→ **What is expected**: Return, word for word, the line containing "positive clicks: (73, 32) (89, 42)" and every line after it through the last line of the records below.

+++ Given data

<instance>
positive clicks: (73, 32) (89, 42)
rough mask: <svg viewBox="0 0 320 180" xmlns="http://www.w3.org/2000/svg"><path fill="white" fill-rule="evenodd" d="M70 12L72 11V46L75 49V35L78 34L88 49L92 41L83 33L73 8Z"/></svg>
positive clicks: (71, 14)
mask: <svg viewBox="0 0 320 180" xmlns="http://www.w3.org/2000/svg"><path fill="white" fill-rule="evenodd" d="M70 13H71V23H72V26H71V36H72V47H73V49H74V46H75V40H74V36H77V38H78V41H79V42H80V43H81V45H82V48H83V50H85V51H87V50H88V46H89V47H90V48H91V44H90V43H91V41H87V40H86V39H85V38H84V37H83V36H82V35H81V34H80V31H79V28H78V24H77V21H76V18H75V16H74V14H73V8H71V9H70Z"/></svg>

++++++

→ **Reply**:
positive clicks: (73, 32) (89, 42)
rough mask: <svg viewBox="0 0 320 180" xmlns="http://www.w3.org/2000/svg"><path fill="white" fill-rule="evenodd" d="M70 12L72 11V46L75 49V35L78 34L88 49L92 41L83 33L73 8Z"/></svg>
positive clicks: (71, 14)
mask: <svg viewBox="0 0 320 180" xmlns="http://www.w3.org/2000/svg"><path fill="white" fill-rule="evenodd" d="M70 13H71V23H72V26H71V36H72V47H73V49H74V46H75V40H74V36H77V38H78V41H79V42H80V43H81V45H82V48H83V50H85V51H87V50H88V46H89V47H90V48H91V44H90V43H91V41H87V40H86V39H85V38H84V37H83V36H82V35H81V34H80V31H79V28H78V24H77V21H76V18H75V16H74V14H73V8H71V9H70Z"/></svg>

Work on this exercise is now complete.